▸ **Assignment**:
Write out every entry, unchanged. Skip any picture.

*** Given records

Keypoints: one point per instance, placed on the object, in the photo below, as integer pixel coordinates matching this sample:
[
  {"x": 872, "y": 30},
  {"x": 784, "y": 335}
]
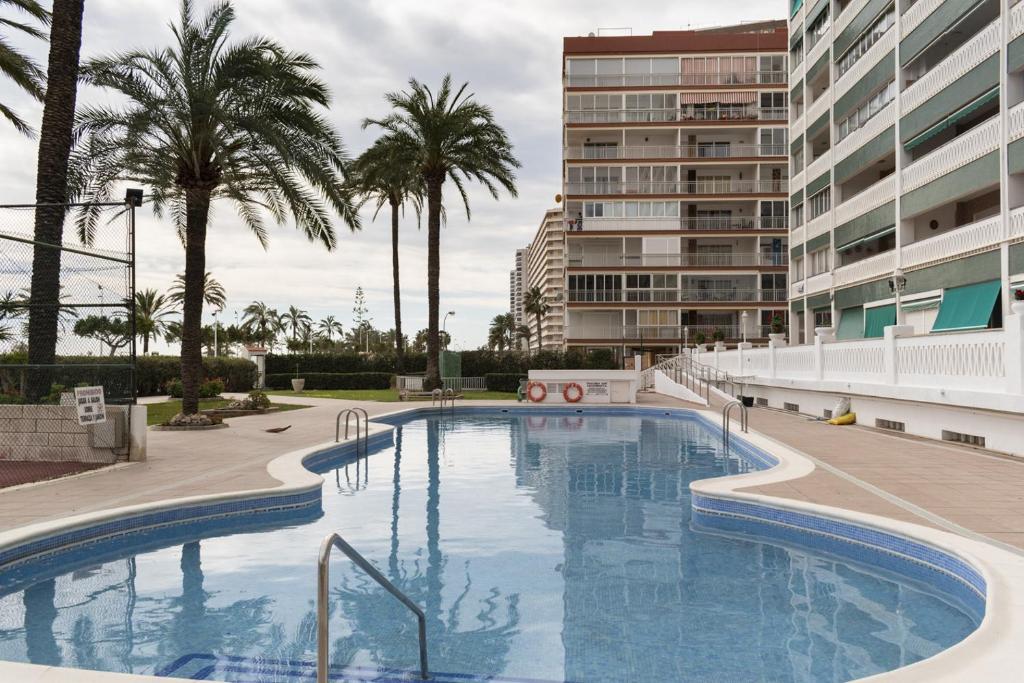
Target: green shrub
[
  {"x": 315, "y": 381},
  {"x": 503, "y": 381}
]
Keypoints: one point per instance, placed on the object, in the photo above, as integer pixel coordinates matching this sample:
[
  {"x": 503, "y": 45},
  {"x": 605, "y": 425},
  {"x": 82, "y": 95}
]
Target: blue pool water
[{"x": 551, "y": 548}]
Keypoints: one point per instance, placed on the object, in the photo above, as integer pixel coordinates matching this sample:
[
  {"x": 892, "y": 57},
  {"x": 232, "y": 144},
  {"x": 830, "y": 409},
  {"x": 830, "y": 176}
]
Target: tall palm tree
[
  {"x": 203, "y": 120},
  {"x": 153, "y": 311},
  {"x": 55, "y": 141},
  {"x": 213, "y": 292},
  {"x": 16, "y": 66},
  {"x": 330, "y": 327},
  {"x": 535, "y": 303},
  {"x": 295, "y": 319},
  {"x": 386, "y": 174},
  {"x": 449, "y": 136}
]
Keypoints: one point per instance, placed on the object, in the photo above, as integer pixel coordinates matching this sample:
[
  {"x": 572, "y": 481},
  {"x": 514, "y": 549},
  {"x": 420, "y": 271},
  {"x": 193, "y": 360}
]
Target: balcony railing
[
  {"x": 679, "y": 260},
  {"x": 675, "y": 152},
  {"x": 685, "y": 114},
  {"x": 677, "y": 296},
  {"x": 731, "y": 78},
  {"x": 679, "y": 187},
  {"x": 674, "y": 223}
]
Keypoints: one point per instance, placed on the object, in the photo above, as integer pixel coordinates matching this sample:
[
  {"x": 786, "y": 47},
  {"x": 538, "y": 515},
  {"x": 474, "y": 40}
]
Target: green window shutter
[
  {"x": 851, "y": 324},
  {"x": 878, "y": 318},
  {"x": 968, "y": 307}
]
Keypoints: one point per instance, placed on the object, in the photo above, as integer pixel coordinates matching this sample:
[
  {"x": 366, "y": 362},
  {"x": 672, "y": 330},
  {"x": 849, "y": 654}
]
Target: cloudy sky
[{"x": 508, "y": 51}]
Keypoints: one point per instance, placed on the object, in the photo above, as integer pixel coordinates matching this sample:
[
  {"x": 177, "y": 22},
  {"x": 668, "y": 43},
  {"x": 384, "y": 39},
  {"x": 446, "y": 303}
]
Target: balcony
[
  {"x": 687, "y": 296},
  {"x": 710, "y": 153},
  {"x": 709, "y": 223},
  {"x": 676, "y": 79},
  {"x": 683, "y": 115},
  {"x": 687, "y": 260},
  {"x": 679, "y": 187}
]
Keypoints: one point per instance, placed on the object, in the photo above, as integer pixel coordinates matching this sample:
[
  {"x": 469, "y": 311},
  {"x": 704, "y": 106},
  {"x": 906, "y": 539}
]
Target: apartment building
[
  {"x": 675, "y": 187},
  {"x": 546, "y": 269},
  {"x": 907, "y": 176}
]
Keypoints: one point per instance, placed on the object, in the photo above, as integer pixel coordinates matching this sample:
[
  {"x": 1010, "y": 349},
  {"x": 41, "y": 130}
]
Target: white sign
[{"x": 90, "y": 404}]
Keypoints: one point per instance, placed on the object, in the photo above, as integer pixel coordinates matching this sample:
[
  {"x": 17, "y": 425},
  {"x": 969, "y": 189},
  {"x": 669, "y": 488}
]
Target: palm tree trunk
[
  {"x": 433, "y": 374},
  {"x": 51, "y": 189},
  {"x": 399, "y": 347},
  {"x": 197, "y": 213}
]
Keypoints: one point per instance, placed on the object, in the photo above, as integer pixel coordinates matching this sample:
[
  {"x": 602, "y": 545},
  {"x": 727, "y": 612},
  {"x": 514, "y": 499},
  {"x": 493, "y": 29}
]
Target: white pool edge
[{"x": 986, "y": 654}]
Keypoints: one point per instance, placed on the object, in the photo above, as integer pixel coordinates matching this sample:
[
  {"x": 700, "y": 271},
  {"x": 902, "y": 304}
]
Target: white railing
[
  {"x": 918, "y": 13},
  {"x": 956, "y": 153},
  {"x": 875, "y": 53},
  {"x": 882, "y": 191},
  {"x": 857, "y": 138},
  {"x": 954, "y": 244},
  {"x": 868, "y": 268},
  {"x": 1015, "y": 120},
  {"x": 1016, "y": 20},
  {"x": 967, "y": 56}
]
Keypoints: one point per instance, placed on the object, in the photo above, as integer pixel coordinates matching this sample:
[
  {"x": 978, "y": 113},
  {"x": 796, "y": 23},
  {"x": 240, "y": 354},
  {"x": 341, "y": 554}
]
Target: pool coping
[{"x": 985, "y": 653}]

******

▸ **Result for this task**:
Keypoints: one point per instance, placed on the object, in the photo below, as integer pixel coordinates matching this sample:
[
  {"x": 872, "y": 30},
  {"x": 784, "y": 335}
]
Target: green shrub
[
  {"x": 315, "y": 381},
  {"x": 503, "y": 381}
]
Keypoints: one point per instance, placed on the object, in the photo above, as integer pixel coordinates matching this sample:
[
  {"x": 503, "y": 45},
  {"x": 605, "y": 425},
  {"x": 82, "y": 95}
]
Target: blue pool water
[{"x": 551, "y": 548}]
Keypoints: one point per instance, placed on the object, in the photo above, as integer pixel coordinates matching this sample:
[
  {"x": 892, "y": 57},
  {"x": 232, "y": 144},
  {"x": 830, "y": 409},
  {"x": 830, "y": 176}
]
Target: tall palm tree
[
  {"x": 203, "y": 120},
  {"x": 153, "y": 311},
  {"x": 55, "y": 141},
  {"x": 213, "y": 292},
  {"x": 16, "y": 66},
  {"x": 330, "y": 327},
  {"x": 535, "y": 303},
  {"x": 295, "y": 319},
  {"x": 386, "y": 174},
  {"x": 449, "y": 136}
]
Keypoints: one point per instance, placed on the object, in the photo above, as integer pixel coordinates matching this sample:
[
  {"x": 572, "y": 481},
  {"x": 514, "y": 549},
  {"x": 420, "y": 271},
  {"x": 193, "y": 360}
]
Target: balcony railing
[
  {"x": 679, "y": 260},
  {"x": 675, "y": 152},
  {"x": 685, "y": 114},
  {"x": 677, "y": 296},
  {"x": 731, "y": 78},
  {"x": 679, "y": 187},
  {"x": 674, "y": 223}
]
Keypoints: one point per instance, placed on the object, in the photo above, as integer pixel coordinates matching this sample:
[
  {"x": 786, "y": 47},
  {"x": 538, "y": 515},
  {"x": 474, "y": 40}
]
Target: green window shutter
[
  {"x": 851, "y": 324},
  {"x": 878, "y": 318},
  {"x": 968, "y": 307}
]
Keypoints: one point per instance, placed on the object, in the photo above, as integer pixel coordinates matching this sample:
[
  {"x": 366, "y": 362},
  {"x": 672, "y": 330},
  {"x": 849, "y": 654}
]
Target: cloudy sky
[{"x": 508, "y": 51}]
Keypoints: one point per instance, placed on the object, in the photo above, as integer pixel coordinates matching this sample:
[
  {"x": 177, "y": 22},
  {"x": 668, "y": 43},
  {"x": 384, "y": 39},
  {"x": 446, "y": 303}
]
Target: balcony
[
  {"x": 687, "y": 296},
  {"x": 710, "y": 153},
  {"x": 709, "y": 223},
  {"x": 676, "y": 79},
  {"x": 683, "y": 115},
  {"x": 687, "y": 260},
  {"x": 679, "y": 187}
]
Keypoints: one point per instance, placed on the object, in the photo above, as integer pixel coordinates matching this sample:
[
  {"x": 469, "y": 311},
  {"x": 704, "y": 106},
  {"x": 906, "y": 539}
]
Target: apartment building
[
  {"x": 675, "y": 187},
  {"x": 546, "y": 269},
  {"x": 907, "y": 176}
]
Keypoints: one point per instance, placed on the object, in the photo above, as integer pixel coordinates matching this sample:
[
  {"x": 1010, "y": 349},
  {"x": 41, "y": 130}
]
Target: white sign
[{"x": 90, "y": 404}]
Keypoints: one point per instance, placed on the object, in the photo above, as integer pixel coordinates matching this sample:
[
  {"x": 17, "y": 425},
  {"x": 969, "y": 189},
  {"x": 669, "y": 488}
]
Target: palm tree trunk
[
  {"x": 433, "y": 374},
  {"x": 51, "y": 189},
  {"x": 399, "y": 347},
  {"x": 197, "y": 213}
]
Keypoints: one point per instance, placed on the object, in the photo above, as integer pixel coordinates matching this sample:
[
  {"x": 602, "y": 545},
  {"x": 727, "y": 612},
  {"x": 514, "y": 499},
  {"x": 493, "y": 29}
]
Target: white pool edge
[{"x": 986, "y": 654}]
Keypoints: one point per instance, placed on the object, in the photo above, as integer pixel coordinates matching this sample:
[
  {"x": 700, "y": 271},
  {"x": 902, "y": 304}
]
Target: white railing
[
  {"x": 918, "y": 13},
  {"x": 956, "y": 153},
  {"x": 875, "y": 53},
  {"x": 882, "y": 191},
  {"x": 857, "y": 138},
  {"x": 954, "y": 244},
  {"x": 868, "y": 268},
  {"x": 1015, "y": 120},
  {"x": 1016, "y": 20},
  {"x": 967, "y": 56}
]
Keypoints: one point per instance, placed on the object, in the photo above, as integer pixel coordinates matching this sample:
[
  {"x": 978, "y": 113},
  {"x": 796, "y": 23},
  {"x": 240, "y": 354},
  {"x": 341, "y": 554}
]
Target: pool coping
[{"x": 985, "y": 653}]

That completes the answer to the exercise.